Could you continue the family memoir passage, the one about the narrator's uncle, father and mother, from its last sentence and leave the data aside?
== DOCUMENT SECTION ==
There is a whisper that my mother’s brother, a career-criminal who smuggled weapons and drugs out of Mexico, who wore bandoliers and shotguns, held an IQ about 200, had once been admitted to Harvard at the tender age of 15 or 16. He was found dead in a rundown El Paso motel some years ago, the victim of his products and vengeful cartel hitmen. It seemed that despite much of the familial disquiet of misfortune, my relatives held highly explosive lives one way or another. Certainly, one would say, to provide enough prose-fodder for a struggling author.
Of my father there is little to know. He was a Demarco, a D’Angelo, a DeMars. He worked in Hollywood and Burbank, seeking a career among the stars, but whether he achieved his aim, I don’t know. He was older when he and my mother met and conceived me; she being 19 and he close about 30 or more. After a haphazard barrage of a message here and there, I barely knew him. We shared a few things in common, of which I’m sure. He too had placed his mark in the US Navy but, by his admission, had been discharged because of drug peddling. My grandmother would make such stories up about him, how my father was the Don of a mafia family, and how his ancestors – the Demarcos – had once been guardians of the Pope. Only through steady reasoning could I only ascertain that he was one of those nondescripts of Hollywood, trying to make it big. He ignored his offspring, which is certain; I have half-brothers and sisters I know nothing about.
My mother, a wild and wayward girl from Arizona, grew up in haphazard digs of her own. A tomboy, a reckless yet innocent wayfarer who tramped all about the Union, she had held a myriad of jobs and semi-careers. For most of it, she had to raise four children on her own. She is intrepid, to say the least, and perhaps she would bring to the table many other considerations of what she feels she is and what she’s accomplished or not. Despite many others in my family, she has kept at least some semblance of sanity; yet, even so, mental issues inhabit a much broader gray area that we would like to admit. Perhaps in our way, we are all insane. The only thing that keeps us existing from day to day is the fact we are too afraid to take our own lives. Yet, as she is still living, I keep the book vague about her. It will be interesting to see what the final sum of her existence will be, and the great impact she has had upon her family. She is a psychic, an astrologer; she will tell you your life’s path only having met you four minutes ago. She can be a frightening woman.
===
== INPUT DATA ==
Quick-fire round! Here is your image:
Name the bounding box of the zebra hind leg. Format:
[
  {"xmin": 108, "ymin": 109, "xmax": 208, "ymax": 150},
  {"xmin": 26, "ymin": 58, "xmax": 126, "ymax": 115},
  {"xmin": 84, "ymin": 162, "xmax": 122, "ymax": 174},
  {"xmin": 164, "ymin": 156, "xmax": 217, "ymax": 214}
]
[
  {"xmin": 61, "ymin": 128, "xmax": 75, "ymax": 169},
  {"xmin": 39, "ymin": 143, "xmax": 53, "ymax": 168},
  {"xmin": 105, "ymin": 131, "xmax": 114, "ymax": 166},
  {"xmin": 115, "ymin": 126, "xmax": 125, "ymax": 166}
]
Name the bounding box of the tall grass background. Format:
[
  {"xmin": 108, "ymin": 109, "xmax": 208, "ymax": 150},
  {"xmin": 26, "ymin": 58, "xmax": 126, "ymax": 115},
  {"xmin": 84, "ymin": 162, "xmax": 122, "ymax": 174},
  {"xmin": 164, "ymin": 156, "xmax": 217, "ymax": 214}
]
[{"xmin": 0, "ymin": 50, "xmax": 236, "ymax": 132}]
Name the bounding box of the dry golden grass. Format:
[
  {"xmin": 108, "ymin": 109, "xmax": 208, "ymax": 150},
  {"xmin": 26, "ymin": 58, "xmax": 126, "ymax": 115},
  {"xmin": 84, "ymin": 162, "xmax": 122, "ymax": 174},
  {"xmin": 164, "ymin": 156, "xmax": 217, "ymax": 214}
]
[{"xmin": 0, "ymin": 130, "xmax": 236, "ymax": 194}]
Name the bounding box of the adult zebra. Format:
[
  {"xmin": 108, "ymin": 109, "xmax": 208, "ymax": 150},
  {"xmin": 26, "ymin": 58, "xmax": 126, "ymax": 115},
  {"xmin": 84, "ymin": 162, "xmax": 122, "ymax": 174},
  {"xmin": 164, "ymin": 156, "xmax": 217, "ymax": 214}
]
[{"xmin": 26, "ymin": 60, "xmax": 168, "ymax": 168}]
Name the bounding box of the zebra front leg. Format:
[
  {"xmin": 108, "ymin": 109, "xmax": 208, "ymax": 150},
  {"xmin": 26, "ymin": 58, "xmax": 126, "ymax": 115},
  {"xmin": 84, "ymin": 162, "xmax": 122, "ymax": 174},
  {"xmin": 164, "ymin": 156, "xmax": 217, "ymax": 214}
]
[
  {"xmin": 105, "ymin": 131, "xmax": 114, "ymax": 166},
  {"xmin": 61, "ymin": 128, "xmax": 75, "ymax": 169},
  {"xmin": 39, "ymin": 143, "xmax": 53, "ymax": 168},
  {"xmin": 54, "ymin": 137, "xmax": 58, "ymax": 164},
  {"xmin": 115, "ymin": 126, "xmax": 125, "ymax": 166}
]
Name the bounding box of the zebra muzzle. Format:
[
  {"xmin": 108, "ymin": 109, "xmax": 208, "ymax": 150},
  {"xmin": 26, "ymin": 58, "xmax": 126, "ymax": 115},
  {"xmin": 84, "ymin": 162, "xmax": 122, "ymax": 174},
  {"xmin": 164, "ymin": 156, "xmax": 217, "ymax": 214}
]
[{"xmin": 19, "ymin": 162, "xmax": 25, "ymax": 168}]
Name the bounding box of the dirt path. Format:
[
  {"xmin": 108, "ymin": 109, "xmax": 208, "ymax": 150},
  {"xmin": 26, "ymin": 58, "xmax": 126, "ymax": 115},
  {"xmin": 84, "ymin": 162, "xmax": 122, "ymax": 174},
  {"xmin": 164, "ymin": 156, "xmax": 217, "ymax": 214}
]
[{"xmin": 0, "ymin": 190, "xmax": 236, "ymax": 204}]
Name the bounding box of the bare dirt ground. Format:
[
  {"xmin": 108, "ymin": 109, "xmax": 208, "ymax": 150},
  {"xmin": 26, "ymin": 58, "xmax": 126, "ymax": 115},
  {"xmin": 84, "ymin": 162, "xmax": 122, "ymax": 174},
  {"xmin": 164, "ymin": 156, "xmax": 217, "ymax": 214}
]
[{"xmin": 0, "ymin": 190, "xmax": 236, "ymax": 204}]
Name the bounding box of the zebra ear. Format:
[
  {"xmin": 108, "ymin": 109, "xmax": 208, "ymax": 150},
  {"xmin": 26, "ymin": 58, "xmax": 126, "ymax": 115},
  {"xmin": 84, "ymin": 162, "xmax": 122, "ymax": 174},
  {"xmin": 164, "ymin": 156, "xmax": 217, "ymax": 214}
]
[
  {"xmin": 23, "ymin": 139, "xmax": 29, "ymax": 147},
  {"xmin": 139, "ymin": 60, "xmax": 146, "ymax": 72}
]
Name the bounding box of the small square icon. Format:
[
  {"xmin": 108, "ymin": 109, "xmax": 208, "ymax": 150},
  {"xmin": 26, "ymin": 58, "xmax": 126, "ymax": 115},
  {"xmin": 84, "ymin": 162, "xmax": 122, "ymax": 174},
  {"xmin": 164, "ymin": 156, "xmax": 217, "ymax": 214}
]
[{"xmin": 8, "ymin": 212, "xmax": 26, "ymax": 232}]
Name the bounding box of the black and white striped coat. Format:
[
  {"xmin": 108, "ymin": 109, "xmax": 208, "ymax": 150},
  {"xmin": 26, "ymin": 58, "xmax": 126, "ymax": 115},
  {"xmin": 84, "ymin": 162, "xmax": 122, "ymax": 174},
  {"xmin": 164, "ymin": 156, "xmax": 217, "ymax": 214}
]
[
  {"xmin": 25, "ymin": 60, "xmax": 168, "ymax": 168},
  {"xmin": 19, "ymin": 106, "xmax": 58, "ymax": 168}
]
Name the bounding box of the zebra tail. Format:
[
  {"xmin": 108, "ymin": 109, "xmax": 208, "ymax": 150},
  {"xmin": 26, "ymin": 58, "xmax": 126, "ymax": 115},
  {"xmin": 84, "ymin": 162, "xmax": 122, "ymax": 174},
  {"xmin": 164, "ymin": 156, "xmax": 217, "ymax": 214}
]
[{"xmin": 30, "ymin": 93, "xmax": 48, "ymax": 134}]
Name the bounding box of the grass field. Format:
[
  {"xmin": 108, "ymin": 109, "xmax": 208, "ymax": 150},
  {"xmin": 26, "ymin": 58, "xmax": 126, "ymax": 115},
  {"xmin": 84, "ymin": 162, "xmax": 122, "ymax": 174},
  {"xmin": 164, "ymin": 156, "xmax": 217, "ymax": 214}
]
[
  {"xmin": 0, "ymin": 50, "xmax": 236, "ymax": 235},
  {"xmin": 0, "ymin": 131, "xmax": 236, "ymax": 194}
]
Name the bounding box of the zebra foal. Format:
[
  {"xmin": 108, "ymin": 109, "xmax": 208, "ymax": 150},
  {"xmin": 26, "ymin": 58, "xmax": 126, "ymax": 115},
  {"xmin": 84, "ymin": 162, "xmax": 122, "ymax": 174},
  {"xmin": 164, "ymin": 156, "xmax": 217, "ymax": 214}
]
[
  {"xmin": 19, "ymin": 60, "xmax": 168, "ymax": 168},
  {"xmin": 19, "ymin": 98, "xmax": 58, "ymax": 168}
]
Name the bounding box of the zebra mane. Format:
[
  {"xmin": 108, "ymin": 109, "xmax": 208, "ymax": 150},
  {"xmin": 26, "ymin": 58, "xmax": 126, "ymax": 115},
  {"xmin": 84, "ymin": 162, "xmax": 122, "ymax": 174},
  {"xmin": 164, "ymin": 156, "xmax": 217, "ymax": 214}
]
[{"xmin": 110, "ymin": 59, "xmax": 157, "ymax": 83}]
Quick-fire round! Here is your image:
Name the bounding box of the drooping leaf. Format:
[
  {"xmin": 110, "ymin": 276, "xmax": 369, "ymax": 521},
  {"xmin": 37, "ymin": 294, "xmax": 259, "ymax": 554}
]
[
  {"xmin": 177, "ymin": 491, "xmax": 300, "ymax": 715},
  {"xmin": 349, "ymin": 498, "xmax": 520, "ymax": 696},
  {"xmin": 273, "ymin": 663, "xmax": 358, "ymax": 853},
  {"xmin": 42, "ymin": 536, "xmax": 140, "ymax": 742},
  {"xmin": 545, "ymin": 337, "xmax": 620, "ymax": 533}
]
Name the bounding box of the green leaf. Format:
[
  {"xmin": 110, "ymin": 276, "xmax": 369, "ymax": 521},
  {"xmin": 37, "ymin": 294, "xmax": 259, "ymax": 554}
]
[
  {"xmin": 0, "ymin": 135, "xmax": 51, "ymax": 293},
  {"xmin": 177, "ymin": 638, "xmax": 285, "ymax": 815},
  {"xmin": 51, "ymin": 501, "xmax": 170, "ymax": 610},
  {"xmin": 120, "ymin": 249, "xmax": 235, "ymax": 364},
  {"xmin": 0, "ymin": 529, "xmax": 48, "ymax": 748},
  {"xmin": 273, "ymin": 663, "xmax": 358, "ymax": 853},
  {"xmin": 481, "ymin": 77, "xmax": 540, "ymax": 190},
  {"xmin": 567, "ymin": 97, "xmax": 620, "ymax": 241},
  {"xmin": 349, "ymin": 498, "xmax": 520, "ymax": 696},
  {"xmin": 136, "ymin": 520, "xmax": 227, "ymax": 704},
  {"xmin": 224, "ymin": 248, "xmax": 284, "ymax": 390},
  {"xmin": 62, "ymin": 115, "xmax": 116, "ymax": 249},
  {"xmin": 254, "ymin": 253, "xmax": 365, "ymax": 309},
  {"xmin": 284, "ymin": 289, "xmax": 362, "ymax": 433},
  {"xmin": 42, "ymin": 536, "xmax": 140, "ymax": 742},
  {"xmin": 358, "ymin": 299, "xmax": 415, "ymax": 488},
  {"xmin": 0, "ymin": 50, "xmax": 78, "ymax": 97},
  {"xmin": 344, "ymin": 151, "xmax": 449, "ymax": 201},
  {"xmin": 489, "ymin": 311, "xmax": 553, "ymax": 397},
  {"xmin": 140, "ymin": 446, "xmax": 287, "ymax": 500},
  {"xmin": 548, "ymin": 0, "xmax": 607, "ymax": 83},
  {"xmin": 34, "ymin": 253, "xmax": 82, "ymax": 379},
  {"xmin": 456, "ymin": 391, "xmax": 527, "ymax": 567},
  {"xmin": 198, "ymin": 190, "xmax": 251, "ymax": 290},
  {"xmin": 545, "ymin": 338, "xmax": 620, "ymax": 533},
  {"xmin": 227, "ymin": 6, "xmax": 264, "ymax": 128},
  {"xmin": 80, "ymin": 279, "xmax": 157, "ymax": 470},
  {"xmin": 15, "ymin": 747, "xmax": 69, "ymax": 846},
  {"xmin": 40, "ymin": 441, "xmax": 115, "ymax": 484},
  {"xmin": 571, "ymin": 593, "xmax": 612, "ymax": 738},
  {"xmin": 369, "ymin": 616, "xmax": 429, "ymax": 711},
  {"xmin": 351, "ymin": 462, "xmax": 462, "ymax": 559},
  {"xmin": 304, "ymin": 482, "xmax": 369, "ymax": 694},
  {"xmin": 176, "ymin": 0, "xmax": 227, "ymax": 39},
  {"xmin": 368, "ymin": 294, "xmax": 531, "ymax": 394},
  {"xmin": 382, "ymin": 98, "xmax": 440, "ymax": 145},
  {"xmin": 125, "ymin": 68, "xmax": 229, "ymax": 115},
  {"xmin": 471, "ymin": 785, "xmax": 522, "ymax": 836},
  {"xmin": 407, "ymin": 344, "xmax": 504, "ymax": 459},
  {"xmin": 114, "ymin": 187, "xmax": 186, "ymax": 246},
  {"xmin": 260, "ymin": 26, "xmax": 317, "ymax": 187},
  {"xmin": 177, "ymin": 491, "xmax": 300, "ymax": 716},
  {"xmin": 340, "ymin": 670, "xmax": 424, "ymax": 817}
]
===
REPLY TO THE EXERCISE →
There can be said for having a family that is disaffected, that is nonconformist, that is hard to catalog within the scope of what the average American can term as “normal.” Many of these people led extraordinary lives in one way or another. We can consider that they provide a certain strength, as a wild but hearty group of weeds that cannot and will not be blown away by the storms of mere living. That we somehow exist and are indeed, abundant. Yes, at least, abundant. There are great families of wealth and stability, of names, of places; and yet many of which fall by the wayside and end themselves in a flurry of adversity. A curious strength that my family is such that is not average; we did not birth captains of industry; scientists; politicians; that most, though shouting in the great void of existence, still somehow endured when many dreams failed. To say any of my ancestors held no dreams would be a lie. We are, in our very existence, a dream.